(Voci di dati memorizzate)
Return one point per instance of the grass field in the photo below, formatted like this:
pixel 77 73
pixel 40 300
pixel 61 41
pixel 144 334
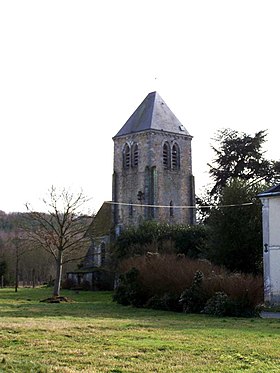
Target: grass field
pixel 93 334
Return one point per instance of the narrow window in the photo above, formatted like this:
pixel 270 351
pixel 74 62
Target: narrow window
pixel 130 209
pixel 126 156
pixel 166 156
pixel 135 155
pixel 171 210
pixel 103 253
pixel 175 157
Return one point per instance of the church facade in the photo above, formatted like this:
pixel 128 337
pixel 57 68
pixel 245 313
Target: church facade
pixel 152 180
pixel 152 177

[Istruzioni di lavoro]
Riproduci parola per parola tutte le voci riportate sopra, tralasciando le immagini nella risposta.

[Risultato dell'esercizio]
Return one point per instance of the grass field in the photo below, formatted like this:
pixel 77 73
pixel 40 300
pixel 61 41
pixel 144 334
Target: grass field
pixel 93 334
Return one point per instance of the narrow window in the photo above, formatted like this:
pixel 270 351
pixel 74 62
Target: narrow window
pixel 130 209
pixel 126 156
pixel 166 156
pixel 135 155
pixel 171 210
pixel 103 253
pixel 175 157
Return one point per instance of the church facade in the photo above, formatted like this:
pixel 128 337
pixel 57 68
pixel 245 313
Target: church facade
pixel 152 180
pixel 152 177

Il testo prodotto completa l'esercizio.